-- Exercise A --
In the Gozz's Prank problem below, what did Gozz interleave to create the array A?

-- Excerpted text --
········
Gozz's Prank
Gozz has decided to play an outrageous prank on poor old Nick. Gozz has given Nick an array, \(A\), that he claims is 'sorted'. But actually, Gozz started with some number of non-decreasing arrays, and then interleaved them to create \(A\). This means that \(A\) may not actually be sorted! Can you write a program to help Nick determine the minimum number of non-decreasing arrays Gozz could have started with? Nick needs the program so he can intimidate Gozz with his deduction skills. As we all know, this is the only way to intimidate Gozz.
········
-- Recorded data --
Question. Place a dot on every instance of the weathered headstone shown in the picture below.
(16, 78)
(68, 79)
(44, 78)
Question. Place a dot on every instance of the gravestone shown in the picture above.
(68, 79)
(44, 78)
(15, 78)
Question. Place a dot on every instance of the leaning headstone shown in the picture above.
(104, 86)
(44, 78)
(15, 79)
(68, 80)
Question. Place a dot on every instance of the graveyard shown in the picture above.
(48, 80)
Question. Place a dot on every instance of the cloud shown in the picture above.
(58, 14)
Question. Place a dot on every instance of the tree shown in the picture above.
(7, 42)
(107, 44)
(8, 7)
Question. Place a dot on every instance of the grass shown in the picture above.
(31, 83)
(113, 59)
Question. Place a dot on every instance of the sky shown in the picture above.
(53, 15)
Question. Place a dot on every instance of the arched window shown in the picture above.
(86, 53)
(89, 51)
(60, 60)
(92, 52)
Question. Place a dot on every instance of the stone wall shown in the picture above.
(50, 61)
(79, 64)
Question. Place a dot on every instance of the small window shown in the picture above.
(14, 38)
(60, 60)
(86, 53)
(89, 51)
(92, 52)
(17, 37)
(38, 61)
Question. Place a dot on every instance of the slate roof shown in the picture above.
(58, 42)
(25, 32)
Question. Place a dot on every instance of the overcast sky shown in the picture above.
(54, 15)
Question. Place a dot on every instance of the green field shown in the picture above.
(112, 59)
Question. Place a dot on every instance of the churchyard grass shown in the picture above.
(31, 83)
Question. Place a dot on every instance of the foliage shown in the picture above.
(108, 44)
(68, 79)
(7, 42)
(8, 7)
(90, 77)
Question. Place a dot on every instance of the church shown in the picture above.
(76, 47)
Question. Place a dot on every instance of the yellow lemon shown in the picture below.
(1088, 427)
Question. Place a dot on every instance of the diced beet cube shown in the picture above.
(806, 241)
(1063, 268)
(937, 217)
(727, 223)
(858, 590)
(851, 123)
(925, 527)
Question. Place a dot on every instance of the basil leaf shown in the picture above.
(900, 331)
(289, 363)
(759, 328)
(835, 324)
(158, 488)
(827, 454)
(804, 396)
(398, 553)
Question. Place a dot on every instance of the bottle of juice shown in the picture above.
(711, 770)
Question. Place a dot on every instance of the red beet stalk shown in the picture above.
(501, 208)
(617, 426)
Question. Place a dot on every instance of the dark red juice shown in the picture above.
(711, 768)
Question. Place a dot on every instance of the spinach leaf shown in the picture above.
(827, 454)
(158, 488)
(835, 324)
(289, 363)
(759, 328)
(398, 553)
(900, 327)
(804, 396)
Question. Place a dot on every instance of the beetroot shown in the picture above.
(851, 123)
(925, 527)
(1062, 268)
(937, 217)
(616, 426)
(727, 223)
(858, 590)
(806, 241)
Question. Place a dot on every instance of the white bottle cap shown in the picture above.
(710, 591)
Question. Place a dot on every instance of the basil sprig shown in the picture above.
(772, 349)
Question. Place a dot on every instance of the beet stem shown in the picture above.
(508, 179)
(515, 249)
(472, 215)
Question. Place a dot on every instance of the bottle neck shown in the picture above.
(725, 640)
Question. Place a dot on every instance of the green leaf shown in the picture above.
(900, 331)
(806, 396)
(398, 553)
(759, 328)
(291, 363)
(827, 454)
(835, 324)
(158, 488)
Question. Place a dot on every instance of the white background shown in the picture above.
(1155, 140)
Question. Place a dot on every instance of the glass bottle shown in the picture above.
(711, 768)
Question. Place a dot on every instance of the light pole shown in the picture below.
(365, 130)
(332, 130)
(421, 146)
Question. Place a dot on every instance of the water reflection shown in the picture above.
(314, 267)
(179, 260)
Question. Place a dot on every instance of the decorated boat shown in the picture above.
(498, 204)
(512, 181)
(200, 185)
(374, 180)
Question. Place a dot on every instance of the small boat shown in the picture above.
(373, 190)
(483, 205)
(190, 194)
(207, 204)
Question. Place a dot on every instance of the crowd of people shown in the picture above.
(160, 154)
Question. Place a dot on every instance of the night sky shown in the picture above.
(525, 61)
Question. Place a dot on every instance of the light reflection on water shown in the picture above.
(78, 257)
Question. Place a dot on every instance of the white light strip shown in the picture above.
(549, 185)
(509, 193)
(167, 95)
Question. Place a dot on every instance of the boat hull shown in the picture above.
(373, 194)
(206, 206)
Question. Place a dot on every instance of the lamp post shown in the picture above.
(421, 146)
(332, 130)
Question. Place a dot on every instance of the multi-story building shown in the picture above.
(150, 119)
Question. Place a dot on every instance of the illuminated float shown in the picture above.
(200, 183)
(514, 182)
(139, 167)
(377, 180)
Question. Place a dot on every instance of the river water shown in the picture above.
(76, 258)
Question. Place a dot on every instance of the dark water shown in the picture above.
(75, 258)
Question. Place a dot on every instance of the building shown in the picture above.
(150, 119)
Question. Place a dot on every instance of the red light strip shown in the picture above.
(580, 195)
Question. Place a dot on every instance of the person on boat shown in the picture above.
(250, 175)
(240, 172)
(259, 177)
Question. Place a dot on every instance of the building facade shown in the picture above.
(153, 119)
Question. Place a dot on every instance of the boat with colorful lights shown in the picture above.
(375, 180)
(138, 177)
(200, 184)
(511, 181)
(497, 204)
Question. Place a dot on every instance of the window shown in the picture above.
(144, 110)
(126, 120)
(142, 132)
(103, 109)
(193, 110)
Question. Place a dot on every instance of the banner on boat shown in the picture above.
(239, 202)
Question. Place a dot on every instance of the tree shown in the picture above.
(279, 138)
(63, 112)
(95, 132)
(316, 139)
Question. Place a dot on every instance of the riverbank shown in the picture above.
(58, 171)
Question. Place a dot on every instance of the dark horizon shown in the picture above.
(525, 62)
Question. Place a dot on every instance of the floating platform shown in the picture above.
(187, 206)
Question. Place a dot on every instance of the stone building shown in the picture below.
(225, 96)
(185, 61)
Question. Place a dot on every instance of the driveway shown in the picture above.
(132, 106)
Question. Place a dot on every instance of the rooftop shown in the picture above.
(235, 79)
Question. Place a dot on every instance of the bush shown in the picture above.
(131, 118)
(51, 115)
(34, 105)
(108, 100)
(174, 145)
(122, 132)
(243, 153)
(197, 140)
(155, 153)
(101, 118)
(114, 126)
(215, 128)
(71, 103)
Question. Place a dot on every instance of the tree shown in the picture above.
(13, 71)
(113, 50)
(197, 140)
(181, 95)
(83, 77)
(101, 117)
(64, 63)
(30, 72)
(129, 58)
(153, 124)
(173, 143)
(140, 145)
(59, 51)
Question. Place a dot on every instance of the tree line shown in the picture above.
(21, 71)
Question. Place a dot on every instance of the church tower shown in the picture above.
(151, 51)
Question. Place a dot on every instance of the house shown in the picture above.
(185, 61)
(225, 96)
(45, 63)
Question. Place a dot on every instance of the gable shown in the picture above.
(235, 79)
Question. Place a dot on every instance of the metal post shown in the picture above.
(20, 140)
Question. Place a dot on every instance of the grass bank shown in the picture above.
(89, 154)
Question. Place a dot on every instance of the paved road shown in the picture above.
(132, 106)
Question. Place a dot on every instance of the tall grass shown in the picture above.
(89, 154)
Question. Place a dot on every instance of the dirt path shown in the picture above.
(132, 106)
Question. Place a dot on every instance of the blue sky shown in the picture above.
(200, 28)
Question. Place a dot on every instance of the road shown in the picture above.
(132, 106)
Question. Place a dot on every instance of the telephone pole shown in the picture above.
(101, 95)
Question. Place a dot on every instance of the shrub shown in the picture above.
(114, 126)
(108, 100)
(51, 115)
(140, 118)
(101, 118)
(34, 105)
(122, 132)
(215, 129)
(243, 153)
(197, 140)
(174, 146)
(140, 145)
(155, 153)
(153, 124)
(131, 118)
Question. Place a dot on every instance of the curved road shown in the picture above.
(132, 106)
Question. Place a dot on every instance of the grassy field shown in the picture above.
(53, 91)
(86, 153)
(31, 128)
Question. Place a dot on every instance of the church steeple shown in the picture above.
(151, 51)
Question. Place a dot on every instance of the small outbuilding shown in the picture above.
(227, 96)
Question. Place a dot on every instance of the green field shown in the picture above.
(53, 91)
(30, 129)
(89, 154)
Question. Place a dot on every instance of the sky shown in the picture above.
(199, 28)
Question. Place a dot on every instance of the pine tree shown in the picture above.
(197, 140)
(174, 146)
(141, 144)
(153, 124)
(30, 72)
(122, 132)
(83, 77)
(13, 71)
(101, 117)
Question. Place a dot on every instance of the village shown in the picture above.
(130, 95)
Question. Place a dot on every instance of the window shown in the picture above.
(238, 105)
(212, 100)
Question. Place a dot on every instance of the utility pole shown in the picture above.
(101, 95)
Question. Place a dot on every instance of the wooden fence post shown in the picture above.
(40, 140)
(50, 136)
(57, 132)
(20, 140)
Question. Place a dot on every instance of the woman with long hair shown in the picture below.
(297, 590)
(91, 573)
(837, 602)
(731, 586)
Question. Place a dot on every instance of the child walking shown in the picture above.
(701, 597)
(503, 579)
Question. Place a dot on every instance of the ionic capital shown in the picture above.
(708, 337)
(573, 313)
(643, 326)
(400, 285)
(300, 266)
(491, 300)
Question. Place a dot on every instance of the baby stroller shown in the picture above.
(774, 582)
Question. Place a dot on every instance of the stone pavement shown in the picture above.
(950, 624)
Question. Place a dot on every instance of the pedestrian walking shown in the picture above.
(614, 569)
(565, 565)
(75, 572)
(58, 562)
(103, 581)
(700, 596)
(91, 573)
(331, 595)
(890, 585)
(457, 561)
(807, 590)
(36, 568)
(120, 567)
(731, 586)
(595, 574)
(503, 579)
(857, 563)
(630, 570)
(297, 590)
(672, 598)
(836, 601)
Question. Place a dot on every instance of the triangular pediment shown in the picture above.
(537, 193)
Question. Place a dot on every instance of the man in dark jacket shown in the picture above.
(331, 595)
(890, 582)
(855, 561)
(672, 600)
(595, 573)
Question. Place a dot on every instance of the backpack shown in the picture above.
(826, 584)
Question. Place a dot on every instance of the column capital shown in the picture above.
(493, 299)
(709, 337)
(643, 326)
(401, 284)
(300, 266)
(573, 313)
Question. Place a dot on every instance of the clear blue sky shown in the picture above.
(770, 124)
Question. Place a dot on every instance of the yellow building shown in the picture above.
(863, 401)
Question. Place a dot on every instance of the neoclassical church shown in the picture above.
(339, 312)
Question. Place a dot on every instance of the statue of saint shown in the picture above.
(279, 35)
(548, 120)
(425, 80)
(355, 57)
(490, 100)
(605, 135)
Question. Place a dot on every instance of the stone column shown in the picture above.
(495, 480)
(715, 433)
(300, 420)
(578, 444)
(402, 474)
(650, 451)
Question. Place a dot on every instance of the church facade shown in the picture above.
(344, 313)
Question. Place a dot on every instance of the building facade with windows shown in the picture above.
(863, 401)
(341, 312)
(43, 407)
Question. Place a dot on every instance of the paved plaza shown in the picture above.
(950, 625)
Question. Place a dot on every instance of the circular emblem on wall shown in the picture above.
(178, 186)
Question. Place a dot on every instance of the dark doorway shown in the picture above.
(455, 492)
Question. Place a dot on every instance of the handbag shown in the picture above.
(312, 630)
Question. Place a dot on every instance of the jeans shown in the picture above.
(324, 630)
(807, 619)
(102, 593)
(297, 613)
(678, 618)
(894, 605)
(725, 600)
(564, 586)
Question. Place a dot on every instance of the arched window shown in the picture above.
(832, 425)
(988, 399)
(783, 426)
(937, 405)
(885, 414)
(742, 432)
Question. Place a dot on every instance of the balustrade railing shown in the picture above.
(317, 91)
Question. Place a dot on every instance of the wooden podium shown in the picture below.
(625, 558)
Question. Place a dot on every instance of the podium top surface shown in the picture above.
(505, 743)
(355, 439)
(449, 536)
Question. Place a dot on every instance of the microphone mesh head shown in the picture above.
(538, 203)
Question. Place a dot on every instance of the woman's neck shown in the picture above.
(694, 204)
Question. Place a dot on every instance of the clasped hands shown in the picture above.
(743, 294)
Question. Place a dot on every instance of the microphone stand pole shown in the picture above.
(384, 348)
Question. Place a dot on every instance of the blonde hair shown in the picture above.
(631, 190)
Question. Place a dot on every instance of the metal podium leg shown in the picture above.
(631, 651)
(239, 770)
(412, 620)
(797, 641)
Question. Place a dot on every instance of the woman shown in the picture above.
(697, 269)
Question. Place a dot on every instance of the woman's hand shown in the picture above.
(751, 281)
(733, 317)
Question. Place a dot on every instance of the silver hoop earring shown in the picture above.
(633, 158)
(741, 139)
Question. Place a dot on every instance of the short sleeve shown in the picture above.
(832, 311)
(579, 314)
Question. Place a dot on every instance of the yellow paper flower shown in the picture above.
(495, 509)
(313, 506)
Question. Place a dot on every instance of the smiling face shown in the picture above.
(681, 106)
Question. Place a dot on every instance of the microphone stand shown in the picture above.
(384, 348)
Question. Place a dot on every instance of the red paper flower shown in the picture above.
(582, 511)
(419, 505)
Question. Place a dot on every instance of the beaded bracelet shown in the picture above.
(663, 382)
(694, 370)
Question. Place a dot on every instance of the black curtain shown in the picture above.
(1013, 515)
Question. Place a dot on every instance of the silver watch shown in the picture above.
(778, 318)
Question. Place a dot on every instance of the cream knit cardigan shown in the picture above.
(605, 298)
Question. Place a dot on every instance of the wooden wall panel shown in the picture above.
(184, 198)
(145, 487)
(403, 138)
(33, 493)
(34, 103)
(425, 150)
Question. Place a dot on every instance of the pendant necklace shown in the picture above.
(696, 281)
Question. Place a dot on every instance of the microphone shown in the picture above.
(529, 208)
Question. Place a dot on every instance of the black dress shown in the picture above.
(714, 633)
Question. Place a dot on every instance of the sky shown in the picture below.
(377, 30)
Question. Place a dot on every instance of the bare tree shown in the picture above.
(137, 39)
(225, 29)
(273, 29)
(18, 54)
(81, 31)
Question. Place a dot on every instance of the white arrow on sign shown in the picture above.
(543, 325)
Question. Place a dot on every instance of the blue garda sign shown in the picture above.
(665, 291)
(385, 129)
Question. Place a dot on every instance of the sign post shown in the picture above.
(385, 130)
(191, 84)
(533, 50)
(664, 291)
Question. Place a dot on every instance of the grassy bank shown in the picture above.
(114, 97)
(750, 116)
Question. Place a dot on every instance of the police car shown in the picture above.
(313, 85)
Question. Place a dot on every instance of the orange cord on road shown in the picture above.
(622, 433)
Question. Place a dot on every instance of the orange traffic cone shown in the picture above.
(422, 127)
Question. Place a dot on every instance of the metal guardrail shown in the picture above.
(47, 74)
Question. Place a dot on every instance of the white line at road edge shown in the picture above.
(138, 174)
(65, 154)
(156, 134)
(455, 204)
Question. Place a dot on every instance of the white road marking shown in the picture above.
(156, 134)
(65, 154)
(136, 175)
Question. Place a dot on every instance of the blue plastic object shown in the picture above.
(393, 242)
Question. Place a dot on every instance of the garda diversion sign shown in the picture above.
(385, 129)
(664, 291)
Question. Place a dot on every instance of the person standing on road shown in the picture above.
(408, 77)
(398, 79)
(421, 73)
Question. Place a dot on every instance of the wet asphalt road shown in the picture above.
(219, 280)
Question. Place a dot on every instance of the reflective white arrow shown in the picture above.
········
-- Exercise B --
Tally the lines in the rows above that contain the word "facade". Give only the number.

-- Expected output A --
Some number of non-decreasing arrays.

-- Expected output B --
3